Begin

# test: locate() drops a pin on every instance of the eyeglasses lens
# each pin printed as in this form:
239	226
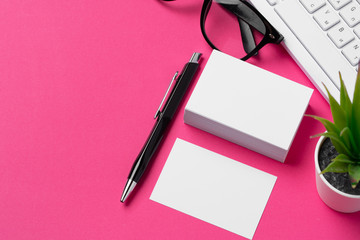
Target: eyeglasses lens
224	29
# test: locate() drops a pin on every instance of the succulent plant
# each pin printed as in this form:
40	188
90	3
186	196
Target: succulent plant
344	132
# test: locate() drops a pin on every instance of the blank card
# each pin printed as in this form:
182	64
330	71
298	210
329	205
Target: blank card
213	188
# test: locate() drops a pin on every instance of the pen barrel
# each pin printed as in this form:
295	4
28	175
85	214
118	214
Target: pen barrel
180	88
148	149
165	117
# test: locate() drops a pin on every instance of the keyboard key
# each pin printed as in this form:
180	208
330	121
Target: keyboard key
341	35
352	52
326	18
272	2
351	14
312	5
337	4
357	30
318	45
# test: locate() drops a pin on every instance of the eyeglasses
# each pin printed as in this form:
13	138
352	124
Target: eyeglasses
220	21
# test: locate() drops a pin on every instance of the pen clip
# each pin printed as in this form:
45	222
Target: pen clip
166	93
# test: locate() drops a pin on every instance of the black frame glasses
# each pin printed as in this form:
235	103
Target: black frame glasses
249	18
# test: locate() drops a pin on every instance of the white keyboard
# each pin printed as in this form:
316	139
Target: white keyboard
323	36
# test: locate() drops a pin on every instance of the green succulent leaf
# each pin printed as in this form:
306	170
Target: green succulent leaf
354	173
349	141
338	113
355	115
338	143
345	101
337	166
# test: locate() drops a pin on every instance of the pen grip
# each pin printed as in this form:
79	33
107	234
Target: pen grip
148	150
180	89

End

_EXERCISE OBJECTIVE:_ Format every line of all the records above as a Markdown table with two columns, Row for the line's number and Line for its text, and skip any blank lines. Leave the pictures out of the table.

_OUTPUT:_
| Row | Line |
|---|---|
| 1 | # test: locate() drops a pin on every instance of the eyeglasses lens |
| 2 | # each pin printed as in this form: |
| 3 | 239	226 |
| 4 | Target: eyeglasses lens |
| 5 | 224	29 |
| 6 | # test: locate() drops a pin on every instance of the succulent plant |
| 7 | # each pin printed as in this form: |
| 8 | 40	188 |
| 9 | 90	3 |
| 10 | 186	196 |
| 11 | Target: succulent plant |
| 12 | 344	132 |
| 13 | # test: locate() drops a pin on every instance of the blank card |
| 14 | # each pin printed as in this form: |
| 15 | 182	64 |
| 16 | 330	71 |
| 17 | 298	210 |
| 18 | 329	205 |
| 19 | Target: blank card |
| 20 | 213	188 |
| 21 | # test: locate() drops a pin on every instance of the pen barrel |
| 22 | # each pin printed as in this form: |
| 23 | 295	4 |
| 24 | 28	175 |
| 25 | 85	214 |
| 26 | 118	214 |
| 27 | Target: pen barrel |
| 28 | 180	88 |
| 29 | 148	149 |
| 30 | 165	117 |
| 31 | # test: locate() drops a pin on every instance of the keyboard key |
| 32 | # each pin printed as in this form: |
| 33 | 180	208 |
| 34 | 330	121 |
| 35 | Target: keyboard key |
| 36 | 341	35 |
| 37 | 352	52 |
| 38 | 326	18 |
| 39 | 272	2 |
| 40 | 351	14 |
| 41 | 312	5 |
| 42 | 337	4 |
| 43 | 357	30 |
| 44 | 318	45 |
| 45 | # test: locate() drops a pin on every instance of the eyeglasses |
| 46 | # each pin printed as in this form: |
| 47 | 13	138 |
| 48 | 352	124 |
| 49 | Target: eyeglasses |
| 50 | 220	21 |
| 51 | # test: locate() drops a pin on every instance of the pen clip |
| 52 | # each pin printed as in this form: |
| 53 | 45	222 |
| 54 | Target: pen clip |
| 55 | 166	93 |
| 56 | # test: locate() drops a pin on every instance of the black frame glasses |
| 57 | # each pin printed as in this form: |
| 58 | 235	103 |
| 59 | Target: black frame glasses |
| 60 | 249	18 |
| 61 | # test: locate() drops a pin on every instance of the white keyboard |
| 62 | # each pin printed as in this form: |
| 63 | 316	139 |
| 64 | Target: white keyboard |
| 65 | 323	36 |
| 66 | # test: locate() drops a pin on every instance of the green succulent leaf |
| 67 | # each pin printed as in this form: |
| 68 | 306	170 |
| 69 | Target: green succulent leaf |
| 70 | 354	173 |
| 71 | 349	141 |
| 72 | 338	113 |
| 73 | 355	115 |
| 74 | 338	143 |
| 75 | 345	101 |
| 76 | 337	166 |
| 77 | # test: locate() drops a pin on every instance of the pen grip |
| 78 | # each pin printed as in this form: |
| 79 | 79	33 |
| 80 | 107	234 |
| 81 | Target: pen grip |
| 82 | 148	150 |
| 83 | 180	89 |